▶ TEXT EXCERPT:
================

I didn't get to read what the Rossman wrote about Harry Bissett's yet, but I myself had a good meal there. There was plenty of leg room under the table for which to get intimate, and the candlelight was very romantic. I think the Rossman had a bad food allergy that he contracted that night though, as halfway through the meal he started claiming that the stars were coming to eat his spleen, and his throat started to get all red and a bit swollen. I told him to go to the bathroom to clean himself up, but when he came back he had a condom blown up like a balloon over his skull, just like Howie Mandell.... It was... odd to say the least.
After that he tried to sample a bunch of the other dinner guests' food, and it took some wrestlin' to get him back in his chair, but then he cuddled up in my lap and called me mommy as I rocked him to sleep. It was kind of cute, but also kind of disturbing. As I drove him home he just kept giggling about how he was going to take me out and show me an even better time this Friday. Honestly, I don't know how he'll top our night at Harry's.

================

▶ DATASET EXTRACT:
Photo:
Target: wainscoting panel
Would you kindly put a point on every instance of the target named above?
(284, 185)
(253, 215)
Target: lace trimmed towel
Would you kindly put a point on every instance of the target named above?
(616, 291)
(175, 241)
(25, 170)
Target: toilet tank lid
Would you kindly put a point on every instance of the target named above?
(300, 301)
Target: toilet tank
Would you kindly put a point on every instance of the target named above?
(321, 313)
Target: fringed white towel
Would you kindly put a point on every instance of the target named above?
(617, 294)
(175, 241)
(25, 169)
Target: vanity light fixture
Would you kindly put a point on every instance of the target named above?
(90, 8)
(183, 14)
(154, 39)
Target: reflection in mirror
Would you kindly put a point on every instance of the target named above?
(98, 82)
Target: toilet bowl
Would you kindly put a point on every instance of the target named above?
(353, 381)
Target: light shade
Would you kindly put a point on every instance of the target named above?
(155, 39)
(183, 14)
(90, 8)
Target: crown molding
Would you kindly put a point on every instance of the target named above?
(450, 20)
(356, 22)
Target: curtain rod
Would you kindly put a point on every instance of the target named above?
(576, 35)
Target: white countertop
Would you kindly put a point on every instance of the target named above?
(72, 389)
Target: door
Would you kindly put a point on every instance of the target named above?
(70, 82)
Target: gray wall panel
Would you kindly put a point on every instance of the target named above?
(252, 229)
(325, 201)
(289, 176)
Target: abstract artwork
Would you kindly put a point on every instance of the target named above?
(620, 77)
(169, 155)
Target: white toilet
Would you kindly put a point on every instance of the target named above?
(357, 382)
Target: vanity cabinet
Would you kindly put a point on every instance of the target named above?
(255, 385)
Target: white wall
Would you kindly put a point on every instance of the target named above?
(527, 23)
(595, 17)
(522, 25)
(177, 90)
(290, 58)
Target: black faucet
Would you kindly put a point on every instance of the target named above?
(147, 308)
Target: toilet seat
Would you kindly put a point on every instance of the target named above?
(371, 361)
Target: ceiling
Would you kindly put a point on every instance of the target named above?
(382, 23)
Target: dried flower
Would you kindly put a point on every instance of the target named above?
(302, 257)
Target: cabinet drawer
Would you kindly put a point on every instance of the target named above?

================

▶ WORK TASK:
Continue the account of the dinner at Harry Bissett's, starting after its final sentence.

▶ WRITTEN ANSWER:
I do wonder how he knew my middle name was Kristen though. I don't think I ever told him that.
Goddammit! How the hell did I miss this show?! My friend, Wanda, works down the street at the Mellow Mushroom and even she heard the commotion the Rossman caused on his date. Grrrrrrrrrrrr! If anyone has pictures of him making a total ass of himself (more so than normal I mean), please let me buy them off of you! I heard he even stabbed himself 7 times with a butter knife in order to "get the leaches out." Why did I have to be at the hospital watching my niece get born?!!?! Dammit!